EXERCISE GOAL:
Swap every "Tag" in the material below for "Mark", and keep everything else the same.

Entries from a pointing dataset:
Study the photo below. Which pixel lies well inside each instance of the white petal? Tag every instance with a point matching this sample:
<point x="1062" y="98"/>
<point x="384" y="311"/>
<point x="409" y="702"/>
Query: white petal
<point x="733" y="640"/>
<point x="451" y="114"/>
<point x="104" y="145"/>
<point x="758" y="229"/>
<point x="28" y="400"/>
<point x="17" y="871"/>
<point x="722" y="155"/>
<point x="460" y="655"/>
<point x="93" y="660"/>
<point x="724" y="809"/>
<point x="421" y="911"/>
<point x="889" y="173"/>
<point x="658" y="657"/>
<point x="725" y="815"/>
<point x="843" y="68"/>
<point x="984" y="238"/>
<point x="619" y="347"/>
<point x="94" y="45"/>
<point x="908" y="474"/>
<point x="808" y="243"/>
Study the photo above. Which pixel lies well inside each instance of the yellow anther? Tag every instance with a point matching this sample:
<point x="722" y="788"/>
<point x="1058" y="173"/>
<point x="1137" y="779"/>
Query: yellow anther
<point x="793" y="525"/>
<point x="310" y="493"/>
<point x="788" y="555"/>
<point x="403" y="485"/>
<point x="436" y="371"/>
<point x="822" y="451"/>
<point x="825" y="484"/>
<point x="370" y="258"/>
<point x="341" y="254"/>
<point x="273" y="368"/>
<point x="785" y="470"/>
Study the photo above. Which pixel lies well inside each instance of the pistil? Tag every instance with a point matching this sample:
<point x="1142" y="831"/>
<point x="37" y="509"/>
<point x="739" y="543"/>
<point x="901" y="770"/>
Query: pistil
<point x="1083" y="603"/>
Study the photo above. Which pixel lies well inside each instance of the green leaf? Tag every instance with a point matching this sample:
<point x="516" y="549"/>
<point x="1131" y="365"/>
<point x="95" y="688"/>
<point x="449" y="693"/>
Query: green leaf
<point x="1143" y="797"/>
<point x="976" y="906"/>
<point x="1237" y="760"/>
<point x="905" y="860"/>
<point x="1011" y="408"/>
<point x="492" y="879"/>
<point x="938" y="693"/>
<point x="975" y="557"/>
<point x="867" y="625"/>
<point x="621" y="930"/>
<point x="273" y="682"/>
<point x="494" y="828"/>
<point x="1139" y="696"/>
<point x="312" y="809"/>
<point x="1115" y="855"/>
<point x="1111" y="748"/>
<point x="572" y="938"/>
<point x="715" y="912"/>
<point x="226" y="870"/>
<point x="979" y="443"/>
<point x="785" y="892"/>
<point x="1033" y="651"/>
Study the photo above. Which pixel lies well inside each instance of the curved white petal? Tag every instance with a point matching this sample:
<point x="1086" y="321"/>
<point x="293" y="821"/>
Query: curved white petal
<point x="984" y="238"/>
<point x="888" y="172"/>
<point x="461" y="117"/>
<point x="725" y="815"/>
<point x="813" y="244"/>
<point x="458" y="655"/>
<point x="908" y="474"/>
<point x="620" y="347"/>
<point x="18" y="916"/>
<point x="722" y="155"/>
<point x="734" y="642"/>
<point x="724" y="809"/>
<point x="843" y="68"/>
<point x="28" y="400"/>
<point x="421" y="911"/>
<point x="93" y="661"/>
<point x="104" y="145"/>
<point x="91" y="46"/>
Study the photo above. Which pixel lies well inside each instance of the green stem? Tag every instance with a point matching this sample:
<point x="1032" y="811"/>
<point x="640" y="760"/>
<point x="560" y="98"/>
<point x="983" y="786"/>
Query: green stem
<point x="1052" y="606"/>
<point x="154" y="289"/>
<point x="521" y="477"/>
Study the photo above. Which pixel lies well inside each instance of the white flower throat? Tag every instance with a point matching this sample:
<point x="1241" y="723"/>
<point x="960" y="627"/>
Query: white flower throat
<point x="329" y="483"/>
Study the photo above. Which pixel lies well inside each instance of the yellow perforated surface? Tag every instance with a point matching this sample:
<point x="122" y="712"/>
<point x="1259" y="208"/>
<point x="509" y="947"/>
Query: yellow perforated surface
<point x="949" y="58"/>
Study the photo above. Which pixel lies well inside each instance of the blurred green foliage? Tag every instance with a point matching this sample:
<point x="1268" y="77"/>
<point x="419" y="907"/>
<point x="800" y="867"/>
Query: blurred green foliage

RESULT OF THE EXERCISE:
Study the photo below. Which pixel lies well inside each instance of the white petal? Mark every instance with a point matching this sample:
<point x="1062" y="98"/>
<point x="384" y="311"/>
<point x="409" y="702"/>
Query: white petal
<point x="733" y="640"/>
<point x="451" y="114"/>
<point x="104" y="145"/>
<point x="758" y="229"/>
<point x="28" y="400"/>
<point x="17" y="871"/>
<point x="722" y="155"/>
<point x="460" y="655"/>
<point x="93" y="660"/>
<point x="724" y="809"/>
<point x="421" y="911"/>
<point x="889" y="173"/>
<point x="658" y="657"/>
<point x="725" y="815"/>
<point x="843" y="68"/>
<point x="984" y="238"/>
<point x="619" y="347"/>
<point x="94" y="45"/>
<point x="908" y="474"/>
<point x="808" y="243"/>
Study the photo above. Which pixel lies well inside each instance of the yellow anther? Mark every instance with a point matching this sample:
<point x="722" y="788"/>
<point x="1058" y="173"/>
<point x="1137" y="779"/>
Query: yellow anther
<point x="793" y="525"/>
<point x="310" y="493"/>
<point x="788" y="555"/>
<point x="403" y="485"/>
<point x="436" y="371"/>
<point x="822" y="451"/>
<point x="825" y="484"/>
<point x="370" y="258"/>
<point x="341" y="254"/>
<point x="273" y="368"/>
<point x="785" y="470"/>
Study the photo above. Which pixel lies well inside each instance of the pistil? Mark every instance with a point matching this sample:
<point x="1142" y="831"/>
<point x="37" y="509"/>
<point x="739" y="543"/>
<point x="901" y="770"/>
Query: pistil
<point x="1083" y="603"/>
Study the photo above. Which pixel lies well inside each instance of the green leaf? Mark every instance with a point matching this sample:
<point x="516" y="549"/>
<point x="1131" y="365"/>
<point x="95" y="688"/>
<point x="449" y="693"/>
Query: green leaf
<point x="1143" y="797"/>
<point x="976" y="906"/>
<point x="1237" y="760"/>
<point x="905" y="860"/>
<point x="1011" y="408"/>
<point x="492" y="879"/>
<point x="938" y="693"/>
<point x="975" y="557"/>
<point x="867" y="625"/>
<point x="621" y="930"/>
<point x="273" y="682"/>
<point x="494" y="828"/>
<point x="1139" y="696"/>
<point x="312" y="809"/>
<point x="1115" y="855"/>
<point x="1111" y="748"/>
<point x="572" y="938"/>
<point x="715" y="912"/>
<point x="226" y="870"/>
<point x="979" y="443"/>
<point x="785" y="892"/>
<point x="1033" y="651"/>
Study the photo above. Which pixel lies well inside each instance of the curved white petal? Mark every instance with a point matching this sample:
<point x="1086" y="321"/>
<point x="293" y="821"/>
Query: curved white petal
<point x="984" y="238"/>
<point x="888" y="172"/>
<point x="461" y="117"/>
<point x="725" y="815"/>
<point x="813" y="244"/>
<point x="458" y="655"/>
<point x="908" y="474"/>
<point x="620" y="347"/>
<point x="18" y="916"/>
<point x="722" y="155"/>
<point x="734" y="642"/>
<point x="724" y="809"/>
<point x="843" y="68"/>
<point x="28" y="400"/>
<point x="421" y="911"/>
<point x="93" y="661"/>
<point x="104" y="145"/>
<point x="91" y="46"/>
Study the photo above. Which pixel lies well inside each instance of the green stem? Mark every instance with a point matching this sample:
<point x="1032" y="811"/>
<point x="640" y="760"/>
<point x="560" y="98"/>
<point x="983" y="786"/>
Query: green stem
<point x="1052" y="606"/>
<point x="154" y="289"/>
<point x="521" y="477"/>
Study the photo above. Which pixel lies well inside each instance of the white flower throat? Mark every instance with a point matching this sample:
<point x="1241" y="723"/>
<point x="960" y="627"/>
Query: white flower throat
<point x="329" y="483"/>
Study the photo above. Which pixel lies well inside each instance of the yellow perforated surface? Mark every instance with a point matching this sample:
<point x="122" y="712"/>
<point x="1259" y="208"/>
<point x="509" y="947"/>
Query: yellow perforated surface
<point x="949" y="58"/>
Study the photo above. Which pixel lies well inside each instance of the blurred green foliage? Mark every instance with a point matching this sample:
<point x="1268" y="77"/>
<point x="419" y="907"/>
<point x="800" y="867"/>
Query: blurred green foliage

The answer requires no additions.